TASK TO CARRY OUT: Output every line below without omitting or altering anything.

[Contour annotation records]
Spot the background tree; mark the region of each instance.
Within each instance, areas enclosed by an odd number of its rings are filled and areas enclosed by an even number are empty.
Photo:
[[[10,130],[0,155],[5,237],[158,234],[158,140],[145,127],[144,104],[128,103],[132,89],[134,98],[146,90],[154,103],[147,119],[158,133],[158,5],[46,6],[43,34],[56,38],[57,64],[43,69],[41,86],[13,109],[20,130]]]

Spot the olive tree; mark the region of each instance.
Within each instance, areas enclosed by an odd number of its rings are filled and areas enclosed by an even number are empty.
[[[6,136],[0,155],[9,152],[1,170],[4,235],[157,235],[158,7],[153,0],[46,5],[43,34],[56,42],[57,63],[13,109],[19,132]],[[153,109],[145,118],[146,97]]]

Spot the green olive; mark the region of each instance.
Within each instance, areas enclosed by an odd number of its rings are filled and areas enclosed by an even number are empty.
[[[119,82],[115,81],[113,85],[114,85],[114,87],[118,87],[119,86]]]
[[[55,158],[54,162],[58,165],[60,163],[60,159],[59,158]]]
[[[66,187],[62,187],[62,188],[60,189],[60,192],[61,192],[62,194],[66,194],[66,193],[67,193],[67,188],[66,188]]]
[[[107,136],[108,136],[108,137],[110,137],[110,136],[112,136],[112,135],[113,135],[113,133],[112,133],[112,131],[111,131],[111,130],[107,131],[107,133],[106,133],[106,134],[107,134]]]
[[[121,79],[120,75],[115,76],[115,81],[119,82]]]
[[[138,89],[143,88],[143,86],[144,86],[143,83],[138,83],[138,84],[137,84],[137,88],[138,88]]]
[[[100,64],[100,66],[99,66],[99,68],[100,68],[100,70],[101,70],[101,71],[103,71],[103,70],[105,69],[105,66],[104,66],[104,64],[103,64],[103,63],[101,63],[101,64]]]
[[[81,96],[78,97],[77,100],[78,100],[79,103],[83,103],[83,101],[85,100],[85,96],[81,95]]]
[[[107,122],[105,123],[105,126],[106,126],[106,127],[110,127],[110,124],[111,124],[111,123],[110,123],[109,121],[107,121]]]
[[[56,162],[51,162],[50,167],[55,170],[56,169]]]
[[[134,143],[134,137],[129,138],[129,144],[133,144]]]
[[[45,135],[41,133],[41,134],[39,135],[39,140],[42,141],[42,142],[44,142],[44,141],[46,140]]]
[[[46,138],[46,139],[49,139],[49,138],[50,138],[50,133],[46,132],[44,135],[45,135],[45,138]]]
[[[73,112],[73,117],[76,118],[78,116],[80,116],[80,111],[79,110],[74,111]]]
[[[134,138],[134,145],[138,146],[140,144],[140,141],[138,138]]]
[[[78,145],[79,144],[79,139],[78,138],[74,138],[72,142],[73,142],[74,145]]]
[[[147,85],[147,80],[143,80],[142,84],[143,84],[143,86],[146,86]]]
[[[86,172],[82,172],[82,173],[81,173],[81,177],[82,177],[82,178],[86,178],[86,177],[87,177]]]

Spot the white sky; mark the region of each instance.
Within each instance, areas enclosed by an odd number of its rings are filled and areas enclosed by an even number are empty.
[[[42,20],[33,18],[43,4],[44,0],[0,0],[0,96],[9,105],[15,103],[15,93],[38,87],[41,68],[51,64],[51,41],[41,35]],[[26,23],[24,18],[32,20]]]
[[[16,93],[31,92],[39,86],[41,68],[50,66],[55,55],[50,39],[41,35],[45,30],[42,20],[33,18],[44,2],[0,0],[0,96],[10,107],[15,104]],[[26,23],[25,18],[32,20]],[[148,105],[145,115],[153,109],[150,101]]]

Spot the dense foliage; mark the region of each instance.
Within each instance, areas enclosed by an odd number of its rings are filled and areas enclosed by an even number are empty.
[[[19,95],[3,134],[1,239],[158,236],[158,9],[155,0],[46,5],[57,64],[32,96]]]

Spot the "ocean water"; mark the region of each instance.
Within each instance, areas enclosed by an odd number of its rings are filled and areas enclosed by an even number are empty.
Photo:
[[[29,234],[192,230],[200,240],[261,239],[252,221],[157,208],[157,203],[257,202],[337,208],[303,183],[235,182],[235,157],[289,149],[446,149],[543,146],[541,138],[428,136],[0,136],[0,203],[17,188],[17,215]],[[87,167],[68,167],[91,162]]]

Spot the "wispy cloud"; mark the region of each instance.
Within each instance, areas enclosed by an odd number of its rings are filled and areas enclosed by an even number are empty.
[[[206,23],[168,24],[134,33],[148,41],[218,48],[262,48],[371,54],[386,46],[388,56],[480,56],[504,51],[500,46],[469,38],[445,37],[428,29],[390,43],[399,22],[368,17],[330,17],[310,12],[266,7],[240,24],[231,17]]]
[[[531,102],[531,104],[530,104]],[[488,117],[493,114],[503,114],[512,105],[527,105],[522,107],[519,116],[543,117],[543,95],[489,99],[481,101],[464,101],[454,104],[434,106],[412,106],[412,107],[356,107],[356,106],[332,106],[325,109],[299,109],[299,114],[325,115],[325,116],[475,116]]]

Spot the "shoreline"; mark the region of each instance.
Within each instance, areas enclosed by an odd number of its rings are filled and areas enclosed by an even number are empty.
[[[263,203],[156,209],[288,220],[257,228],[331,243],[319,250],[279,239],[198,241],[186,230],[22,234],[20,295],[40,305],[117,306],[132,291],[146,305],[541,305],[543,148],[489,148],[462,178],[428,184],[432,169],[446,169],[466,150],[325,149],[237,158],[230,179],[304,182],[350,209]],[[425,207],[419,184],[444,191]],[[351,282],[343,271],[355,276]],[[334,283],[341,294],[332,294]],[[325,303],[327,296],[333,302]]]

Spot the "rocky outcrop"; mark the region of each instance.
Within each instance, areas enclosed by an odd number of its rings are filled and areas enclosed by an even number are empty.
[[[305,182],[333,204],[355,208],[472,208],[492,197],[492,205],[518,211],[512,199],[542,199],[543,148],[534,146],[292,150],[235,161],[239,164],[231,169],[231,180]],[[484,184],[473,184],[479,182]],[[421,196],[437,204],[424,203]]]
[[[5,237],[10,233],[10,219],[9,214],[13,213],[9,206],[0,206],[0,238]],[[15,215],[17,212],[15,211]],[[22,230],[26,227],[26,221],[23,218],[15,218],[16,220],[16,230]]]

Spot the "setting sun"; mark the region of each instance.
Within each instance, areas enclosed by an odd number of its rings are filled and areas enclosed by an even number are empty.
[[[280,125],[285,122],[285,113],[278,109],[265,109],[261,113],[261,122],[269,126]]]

FINAL ANSWER:
Spot the background tree; mark the region of each instance.
Within each instance, areas enclosed by an odd number of its rings are filled and areas enclosed by an even number are empty.
Photo:
[[[10,130],[0,155],[5,237],[158,234],[158,140],[145,127],[144,104],[128,103],[132,89],[134,98],[146,90],[154,103],[147,119],[158,133],[158,5],[46,6],[43,34],[56,38],[57,64],[43,69],[41,86],[13,109],[20,130]]]

Spot the olive tree; mark the region of each instance.
Within each instance, areas enclosed by an odd number of its rings are filled and areas enclosed by an even number are empty.
[[[6,136],[0,155],[9,152],[1,170],[4,235],[157,235],[158,7],[153,0],[46,5],[43,34],[56,42],[57,63],[13,109],[19,132]],[[153,109],[145,118],[146,97]]]

Spot the green olive; mark the region of each instance.
Within each instance, areas enclosed by an odd number of its rings are filled and areas enclosed by an even number are empty.
[[[119,82],[115,81],[113,85],[114,85],[114,87],[118,87],[119,86]]]
[[[55,158],[54,162],[58,165],[60,163],[60,159],[59,158]]]
[[[66,187],[62,187],[62,188],[60,189],[60,192],[61,192],[62,194],[66,194],[66,193],[67,193],[67,188],[66,188]]]
[[[107,136],[108,136],[108,137],[110,137],[110,136],[112,136],[112,135],[113,135],[113,133],[112,133],[112,131],[111,131],[111,130],[107,131],[107,133],[106,133],[106,134],[107,134]]]
[[[121,79],[120,75],[115,76],[115,81],[119,82]]]
[[[138,89],[143,88],[143,86],[144,86],[143,83],[138,83],[138,84],[137,84],[137,88],[138,88]]]
[[[100,64],[100,66],[99,66],[99,68],[100,68],[100,70],[101,70],[101,71],[103,71],[103,70],[105,69],[105,66],[104,66],[104,64],[103,64],[103,63],[101,63],[101,64]]]
[[[81,96],[78,97],[77,100],[78,100],[79,103],[83,103],[83,101],[85,100],[85,96],[81,95]]]
[[[107,122],[105,123],[105,126],[106,126],[106,127],[110,127],[110,124],[111,124],[111,123],[110,123],[109,121],[107,121]]]
[[[56,162],[51,162],[50,167],[55,170],[56,169]]]
[[[134,143],[134,137],[129,138],[129,144],[133,144]]]
[[[45,135],[41,133],[41,134],[39,135],[39,140],[42,141],[42,142],[44,142],[44,141],[46,140]]]
[[[46,138],[46,139],[49,139],[49,138],[50,138],[50,133],[46,132],[44,135],[45,135],[45,138]]]
[[[73,112],[73,117],[76,118],[78,116],[80,116],[80,111],[79,110],[74,111]]]
[[[134,138],[134,145],[138,146],[140,144],[140,141],[138,138]]]
[[[78,145],[79,144],[79,139],[78,138],[74,138],[72,142],[73,142],[74,145]]]
[[[147,85],[147,80],[143,80],[142,84],[143,84],[143,86],[146,86]]]
[[[86,172],[82,172],[82,173],[81,173],[81,177],[82,177],[82,178],[86,178],[86,177],[87,177]]]

Spot the white sky; mark the region of each instance.
Within each instance, areas enclosed by an odd number of its rings are filled and areas enclosed by an even number are empty.
[[[42,20],[33,18],[43,4],[44,0],[0,0],[0,96],[9,105],[15,103],[15,93],[38,87],[41,68],[51,64],[51,41],[41,35]],[[26,23],[24,18],[32,20]]]
[[[16,93],[31,92],[39,86],[41,68],[50,66],[55,55],[50,39],[41,35],[45,30],[42,20],[33,18],[44,2],[0,0],[0,96],[10,107],[15,104]],[[26,23],[25,18],[32,20]],[[148,105],[145,115],[153,109],[150,101]]]

Spot the dense foliage; mark the region of each instance.
Within each instance, areas enclosed by an odd number of its rings are filled and areas enclosed by an even number are empty.
[[[19,95],[3,134],[1,239],[158,236],[158,9],[155,0],[46,5],[57,64],[32,96]]]

Spot the "ocean water"; mark the region of each instance.
Within each instance, areas enclosed by an odd number of its rings are filled and areas enclosed by an even number are empty.
Photo:
[[[29,234],[192,230],[200,240],[261,239],[252,221],[157,208],[157,203],[257,202],[337,208],[303,183],[235,182],[235,157],[289,149],[446,149],[543,146],[541,138],[428,136],[0,136],[0,203],[17,188],[17,215]],[[87,167],[68,167],[91,162]]]

Spot the "wispy cloud"; mark the region of each instance.
Within each instance, areas enclosed by an odd number of its rings are filled and areas enclosed by an even number are empty.
[[[206,23],[168,24],[134,33],[148,41],[218,48],[262,48],[371,54],[386,46],[388,56],[480,56],[504,51],[500,46],[469,38],[445,37],[428,29],[390,43],[399,22],[368,17],[330,17],[310,12],[266,7],[240,24],[231,17]]]
[[[531,102],[531,104],[530,104]],[[488,117],[493,114],[503,114],[512,105],[527,105],[522,107],[519,116],[543,117],[543,95],[489,99],[481,101],[464,101],[454,104],[434,106],[412,106],[412,107],[356,107],[356,106],[332,106],[325,109],[299,109],[299,114],[325,115],[325,116],[475,116]]]

Spot the "shoreline"; mark the region of each instance.
Within each instance, areas enclosed by an odd number of its rings are filled and areas enclosed by an even number are empty.
[[[263,203],[156,209],[288,220],[257,228],[331,243],[319,250],[279,239],[198,241],[186,230],[22,234],[20,295],[40,305],[117,306],[132,291],[146,305],[541,305],[543,148],[489,148],[462,178],[428,184],[432,169],[446,169],[466,150],[325,149],[237,158],[230,179],[304,182],[350,209]],[[425,207],[419,184],[444,191]],[[351,282],[343,271],[355,276]],[[334,283],[341,294],[332,294]],[[325,303],[327,296],[333,302]]]

Spot the "rocky outcrop"; mark the region of each instance.
Within each instance, areas enclosed by an odd number of its rings are filled and areas enclosed by an even number are empty.
[[[305,182],[333,204],[355,208],[472,208],[492,197],[492,205],[518,211],[512,199],[542,199],[543,148],[534,146],[292,150],[235,161],[239,164],[231,169],[231,180]],[[484,184],[473,184],[479,182]],[[421,196],[437,204],[424,203]]]
[[[5,237],[10,233],[10,219],[9,214],[13,213],[9,206],[0,206],[0,238]],[[15,215],[17,212],[15,211]],[[22,230],[26,227],[26,221],[23,218],[15,218],[16,220],[16,230]]]

Spot the "setting sun"; mark the region of each instance.
Within each instance, areas enclosed by an odd number of its rings are filled and areas enclosed by an even number are empty.
[[[280,125],[285,122],[285,113],[278,109],[265,109],[261,113],[261,122],[269,126]]]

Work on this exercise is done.